▸ THE EXERCISE
Identify every line in the material below that contains the word "point", and copy each of those lines in full. Case counts, so match only that exact capitalization.

▸ EXTRACTED RECORDS
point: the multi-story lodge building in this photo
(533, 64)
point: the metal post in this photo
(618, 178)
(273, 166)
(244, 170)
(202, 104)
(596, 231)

▸ WORKED ANSWER
point: the multi-story lodge building in this photo
point: the metal post in this photo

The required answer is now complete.